Collection entries
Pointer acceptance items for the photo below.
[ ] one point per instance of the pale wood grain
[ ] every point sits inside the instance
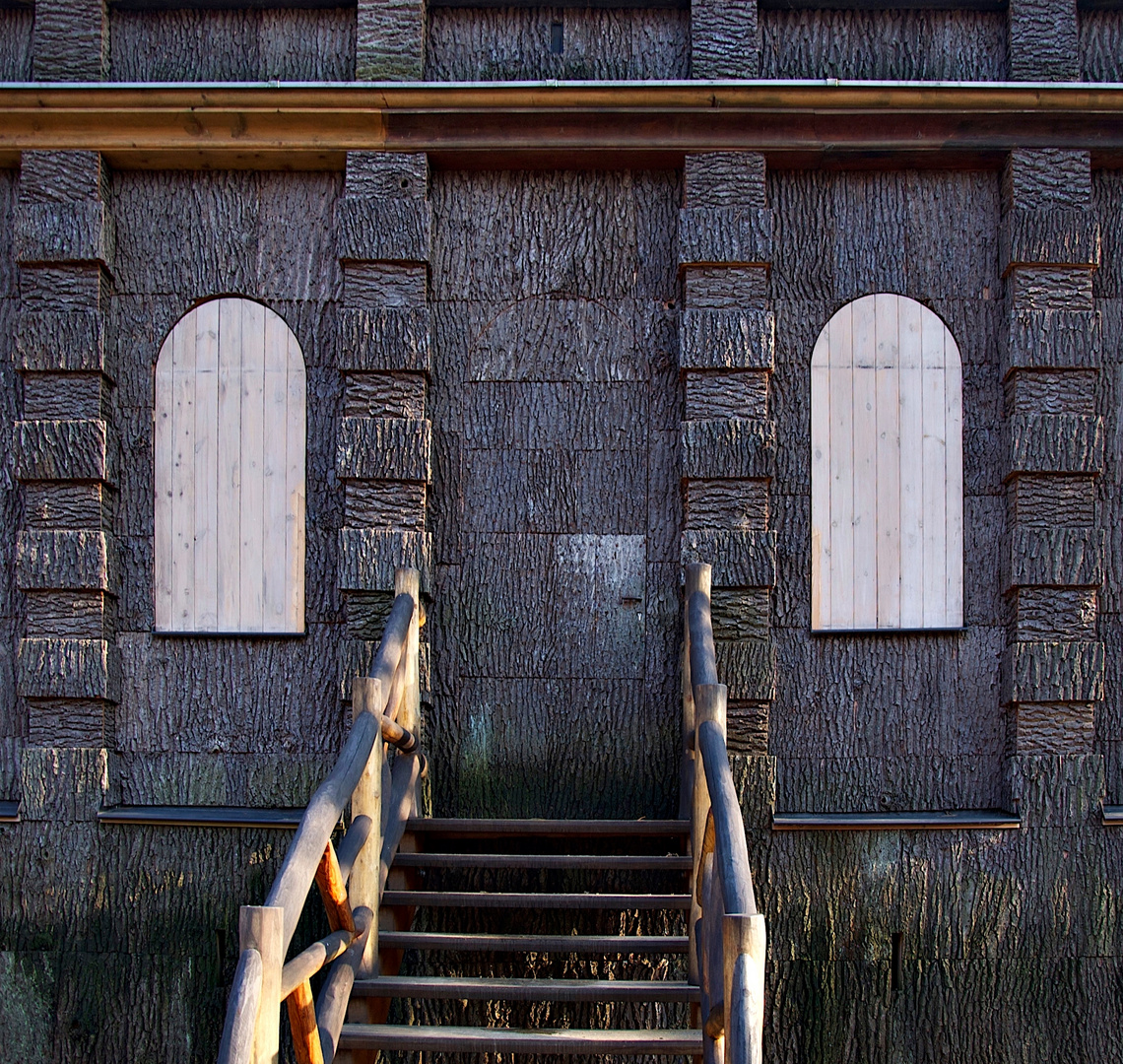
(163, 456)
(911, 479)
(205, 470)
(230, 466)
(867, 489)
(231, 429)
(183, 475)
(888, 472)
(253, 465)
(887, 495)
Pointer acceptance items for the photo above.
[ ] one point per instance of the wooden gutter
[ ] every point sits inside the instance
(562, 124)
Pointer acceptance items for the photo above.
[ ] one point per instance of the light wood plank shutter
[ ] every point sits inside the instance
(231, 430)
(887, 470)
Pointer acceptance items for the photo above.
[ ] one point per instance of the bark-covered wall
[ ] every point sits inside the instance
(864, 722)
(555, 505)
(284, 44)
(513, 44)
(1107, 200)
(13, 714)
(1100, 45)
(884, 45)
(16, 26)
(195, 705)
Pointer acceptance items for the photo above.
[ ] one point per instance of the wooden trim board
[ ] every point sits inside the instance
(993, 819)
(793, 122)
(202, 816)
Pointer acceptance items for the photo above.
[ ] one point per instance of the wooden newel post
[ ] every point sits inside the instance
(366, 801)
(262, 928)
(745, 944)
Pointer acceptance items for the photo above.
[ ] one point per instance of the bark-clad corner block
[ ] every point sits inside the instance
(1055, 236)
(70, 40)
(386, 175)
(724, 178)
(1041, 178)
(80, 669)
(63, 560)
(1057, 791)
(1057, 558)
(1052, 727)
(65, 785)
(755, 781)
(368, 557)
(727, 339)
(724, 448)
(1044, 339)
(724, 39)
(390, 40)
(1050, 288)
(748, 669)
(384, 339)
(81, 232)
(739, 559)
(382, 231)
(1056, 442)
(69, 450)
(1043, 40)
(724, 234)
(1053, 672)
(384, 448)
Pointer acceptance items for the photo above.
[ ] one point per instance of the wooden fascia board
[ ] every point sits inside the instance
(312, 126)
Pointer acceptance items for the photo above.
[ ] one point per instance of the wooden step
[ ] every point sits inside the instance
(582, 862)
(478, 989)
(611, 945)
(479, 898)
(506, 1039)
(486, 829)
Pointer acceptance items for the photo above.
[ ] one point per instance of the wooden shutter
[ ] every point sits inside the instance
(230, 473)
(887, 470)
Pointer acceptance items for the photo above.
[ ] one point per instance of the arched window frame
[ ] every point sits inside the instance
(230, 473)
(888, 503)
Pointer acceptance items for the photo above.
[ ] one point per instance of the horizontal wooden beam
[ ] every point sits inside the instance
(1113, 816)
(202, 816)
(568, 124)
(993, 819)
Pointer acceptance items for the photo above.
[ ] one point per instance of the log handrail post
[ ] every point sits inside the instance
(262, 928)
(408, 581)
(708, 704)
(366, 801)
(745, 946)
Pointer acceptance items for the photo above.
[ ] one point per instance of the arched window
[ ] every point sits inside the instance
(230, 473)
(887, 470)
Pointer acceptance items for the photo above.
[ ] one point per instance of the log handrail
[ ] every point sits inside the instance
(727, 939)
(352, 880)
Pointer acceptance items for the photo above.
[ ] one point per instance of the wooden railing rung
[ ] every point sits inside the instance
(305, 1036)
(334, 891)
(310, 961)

==

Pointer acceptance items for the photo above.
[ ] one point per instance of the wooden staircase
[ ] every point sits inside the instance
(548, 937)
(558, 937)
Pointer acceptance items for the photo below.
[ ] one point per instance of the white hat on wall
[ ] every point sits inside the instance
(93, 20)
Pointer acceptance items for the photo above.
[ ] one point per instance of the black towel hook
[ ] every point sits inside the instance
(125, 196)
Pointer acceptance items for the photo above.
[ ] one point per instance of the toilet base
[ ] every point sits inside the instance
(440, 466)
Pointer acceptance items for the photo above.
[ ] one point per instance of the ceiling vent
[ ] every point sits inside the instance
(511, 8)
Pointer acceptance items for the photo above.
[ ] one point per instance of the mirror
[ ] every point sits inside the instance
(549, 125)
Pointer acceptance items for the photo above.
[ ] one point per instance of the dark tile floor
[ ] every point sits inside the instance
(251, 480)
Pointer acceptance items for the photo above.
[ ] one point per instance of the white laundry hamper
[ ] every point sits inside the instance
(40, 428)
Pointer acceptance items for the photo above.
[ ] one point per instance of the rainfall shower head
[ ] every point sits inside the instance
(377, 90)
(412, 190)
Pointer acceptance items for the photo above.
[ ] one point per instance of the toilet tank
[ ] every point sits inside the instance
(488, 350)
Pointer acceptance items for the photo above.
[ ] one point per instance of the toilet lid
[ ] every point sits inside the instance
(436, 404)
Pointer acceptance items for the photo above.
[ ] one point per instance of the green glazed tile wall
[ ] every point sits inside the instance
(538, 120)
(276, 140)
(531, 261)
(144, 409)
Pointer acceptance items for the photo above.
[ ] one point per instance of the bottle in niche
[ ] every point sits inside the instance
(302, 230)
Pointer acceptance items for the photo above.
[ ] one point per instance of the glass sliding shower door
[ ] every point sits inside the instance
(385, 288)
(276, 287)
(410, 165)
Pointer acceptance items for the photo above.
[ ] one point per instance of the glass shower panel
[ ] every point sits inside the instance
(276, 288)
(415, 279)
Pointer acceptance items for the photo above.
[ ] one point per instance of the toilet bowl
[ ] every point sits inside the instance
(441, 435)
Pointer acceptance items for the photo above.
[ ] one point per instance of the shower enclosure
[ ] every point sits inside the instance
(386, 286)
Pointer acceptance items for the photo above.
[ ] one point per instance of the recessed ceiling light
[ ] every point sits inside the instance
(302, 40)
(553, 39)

*Work instructions*.
Note each line above that holds "light", then copy all of them.

*Task solution*.
[ ] one point per instance of the light wood plank shutter
[ ] one point per instance of the recessed ceiling light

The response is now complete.